- [Extract]:
## BEGIN
The removal of the “Crown overhang” from Asian casino operator Melco Crown Entertainment Ltd would be a “positive” said a Monday note from the Buckingham Research Group Inc.
Nasdaq-listed Melco Crown – also known by its stock ticker name MPEL – confirmed to GGRAsia in an email on March 14 it would be changing its name to Melco Resorts and Entertainment. It follows a series of sell downs by Australian casino firm Crown Resorts Ltd regarding the latter’s holding in Melco Crown.
The current main shareholder in Melco Crown – Hong Kong-listed Melco International Development Ltd – must share the economic benefit of Melco Crown operations with Crown Resorts, which currently maintains an 11.2-percent stake in the Melco Crown venture.
“Continued improving GGR [gross gaming revenue] trends in the broader Macau market, lower the downside risk from competitive pressures on MPEL’s primary Macau asset, City of Dreams Macau [pictured],” said Buckingham Research analyst Christopher Jones. “While we think the competitive pressures will persist for the next two years, for now, they are offset by a growing market,” he added.
Industry commentators in Australia had suggested that the Crown Resorts brand had been damaged in the China market following a series of October raids and detentions – targeting Crown Resorts staff in China – by the authorities there, on suspicion of “gambling-related crimes”.
## END
- [Record list]:
## BEGIN
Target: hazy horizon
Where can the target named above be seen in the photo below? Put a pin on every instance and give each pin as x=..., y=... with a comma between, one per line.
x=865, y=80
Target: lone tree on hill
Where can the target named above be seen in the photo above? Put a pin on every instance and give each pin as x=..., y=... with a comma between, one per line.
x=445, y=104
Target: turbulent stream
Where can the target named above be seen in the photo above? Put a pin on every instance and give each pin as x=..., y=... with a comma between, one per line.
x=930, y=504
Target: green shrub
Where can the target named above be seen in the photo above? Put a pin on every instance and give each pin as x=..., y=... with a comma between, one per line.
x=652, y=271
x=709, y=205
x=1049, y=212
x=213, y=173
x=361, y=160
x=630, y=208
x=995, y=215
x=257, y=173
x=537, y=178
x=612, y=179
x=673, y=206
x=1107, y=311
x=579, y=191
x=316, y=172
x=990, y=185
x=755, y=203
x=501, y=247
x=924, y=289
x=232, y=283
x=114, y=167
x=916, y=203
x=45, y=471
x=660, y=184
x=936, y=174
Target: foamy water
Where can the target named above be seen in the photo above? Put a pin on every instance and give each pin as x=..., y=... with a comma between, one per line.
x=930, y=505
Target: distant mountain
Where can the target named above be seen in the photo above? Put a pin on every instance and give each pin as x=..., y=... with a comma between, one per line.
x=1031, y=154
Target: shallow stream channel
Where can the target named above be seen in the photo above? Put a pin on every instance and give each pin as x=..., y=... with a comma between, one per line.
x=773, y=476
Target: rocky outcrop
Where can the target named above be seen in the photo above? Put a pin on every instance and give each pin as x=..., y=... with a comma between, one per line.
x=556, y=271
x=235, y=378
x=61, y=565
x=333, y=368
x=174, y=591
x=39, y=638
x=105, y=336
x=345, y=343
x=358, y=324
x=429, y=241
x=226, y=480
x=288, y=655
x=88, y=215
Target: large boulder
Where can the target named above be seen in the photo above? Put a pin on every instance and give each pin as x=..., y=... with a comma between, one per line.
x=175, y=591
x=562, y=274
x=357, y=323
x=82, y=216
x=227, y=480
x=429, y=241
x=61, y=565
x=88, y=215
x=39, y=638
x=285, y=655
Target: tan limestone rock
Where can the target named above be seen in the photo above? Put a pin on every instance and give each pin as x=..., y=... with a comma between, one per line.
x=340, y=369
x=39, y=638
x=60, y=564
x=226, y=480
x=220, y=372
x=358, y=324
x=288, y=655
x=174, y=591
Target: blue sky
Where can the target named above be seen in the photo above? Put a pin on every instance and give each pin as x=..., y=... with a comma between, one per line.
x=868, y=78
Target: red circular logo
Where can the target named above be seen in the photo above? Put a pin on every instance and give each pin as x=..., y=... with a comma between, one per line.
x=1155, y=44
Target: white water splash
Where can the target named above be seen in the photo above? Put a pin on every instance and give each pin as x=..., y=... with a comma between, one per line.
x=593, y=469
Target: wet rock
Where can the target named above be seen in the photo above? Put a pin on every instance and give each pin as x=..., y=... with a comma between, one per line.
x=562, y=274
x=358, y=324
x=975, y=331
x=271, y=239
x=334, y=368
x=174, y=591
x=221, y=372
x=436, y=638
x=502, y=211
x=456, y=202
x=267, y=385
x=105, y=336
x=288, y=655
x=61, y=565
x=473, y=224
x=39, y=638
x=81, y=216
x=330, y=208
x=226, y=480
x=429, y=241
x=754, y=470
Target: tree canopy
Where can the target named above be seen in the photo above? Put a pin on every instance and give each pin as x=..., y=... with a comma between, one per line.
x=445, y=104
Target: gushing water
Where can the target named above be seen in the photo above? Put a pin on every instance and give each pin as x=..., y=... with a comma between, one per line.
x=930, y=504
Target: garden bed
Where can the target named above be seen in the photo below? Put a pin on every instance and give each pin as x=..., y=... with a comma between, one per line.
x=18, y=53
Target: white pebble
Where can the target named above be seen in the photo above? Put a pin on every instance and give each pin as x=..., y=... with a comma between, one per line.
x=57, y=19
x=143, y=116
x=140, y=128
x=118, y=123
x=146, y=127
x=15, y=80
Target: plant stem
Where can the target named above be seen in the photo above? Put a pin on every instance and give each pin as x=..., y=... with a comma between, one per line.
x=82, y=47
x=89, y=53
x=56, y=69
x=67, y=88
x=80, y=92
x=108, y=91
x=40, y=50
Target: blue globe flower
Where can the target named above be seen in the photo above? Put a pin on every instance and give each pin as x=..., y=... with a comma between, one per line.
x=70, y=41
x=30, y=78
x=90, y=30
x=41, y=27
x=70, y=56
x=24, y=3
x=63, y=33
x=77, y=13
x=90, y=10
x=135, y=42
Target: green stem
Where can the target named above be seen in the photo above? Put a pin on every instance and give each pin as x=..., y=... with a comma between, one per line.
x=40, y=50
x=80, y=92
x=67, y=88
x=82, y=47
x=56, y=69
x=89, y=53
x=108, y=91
## END
- [Given exercise]:
Write a continuation of the article on Melco Crown's renaming and Crown Resorts' stake, picking up after its last paragraph.

- [Response to the exercise]:
Shortly after the raids become public knowledge, Lionel Leong Vai Tac, Macau’s Secretary for Economy and Finance, told local public broadcaster TDM that the action against Crown Resorts on the mainland was not expected to have any direct bearing on gaming firms operating in Macau.
In other developments in the Macau market, JP Morgan Securities (Asia Pacific) Ltd said in a note that based on the first 19 days of March – and on its own “channel checks” – it estimated “VIP demand growth is accelerating to about 20 percent year-on-year (i.e., the top-three junkets are growing 30 percent-plus, likely offset by slower growth from smaller junkets)”.
Analysts DS Kim and Sean Zhuang added: “Mass is growing healthily, albeit less exciting than VIP, at high-single-digits, to 10 percent.”
Brokerage Sanford C. Bernstein Ltd said in a Monday note that it was raising slightly its estimates for Macau’s March casino GGR year-on-year growth, “to factor in new information”.
The institution’s analysts Vitaly Umansky, Zhen Gong and Yang Xie now anticipate such GGR to expand by approximately 10 percent to 12 percent year-on-year – compared to its previous estimate of 9 percent to 11 percent. Its new forecast is for total March GGR in the range of MOP19.8 billion (US$2.48 billion) and MOP20.1 billion.
A Thursday note from Morningstar Inc said it expected a Macau government-proposed new regime for casino smoking – including introduction by January 2019 of smoking lounges in VIP areas, rather than the tableside smoking that had been allowed in VIP rooms in casinos opened prior to 2016 – would have a modest effect on casino GGR.
Referring to an earlier government proposal that would have seen casino smoking banned entirely, Morningstar analysts Chelsey Tam and Dan Wasiolek wrote, referring to Macau casino stocks: “Our current forecasts… already factor in a negative mid-single-digit percentage point impact to VIP play in 2018, and postponing that one year is not expected to have any significant impact to our fair value estimates.”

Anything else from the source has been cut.